Job: Transcribe the full listing exactly, and drop every picture.

Data supplied:

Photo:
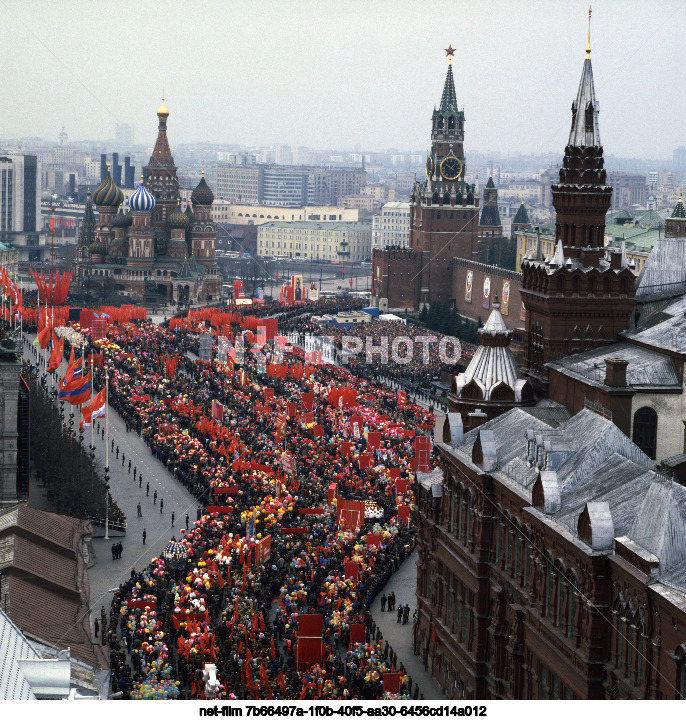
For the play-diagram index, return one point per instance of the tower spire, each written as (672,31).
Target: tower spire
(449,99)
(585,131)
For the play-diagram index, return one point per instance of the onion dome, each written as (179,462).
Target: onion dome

Completed exercise:
Photo:
For the play-diagram index, return one point per instance of the tower spire, each written as (672,31).
Target: tower spire
(449,99)
(585,131)
For the play-diagram index, return one point per instance of the onion dome, each written as (179,462).
Target: onion dome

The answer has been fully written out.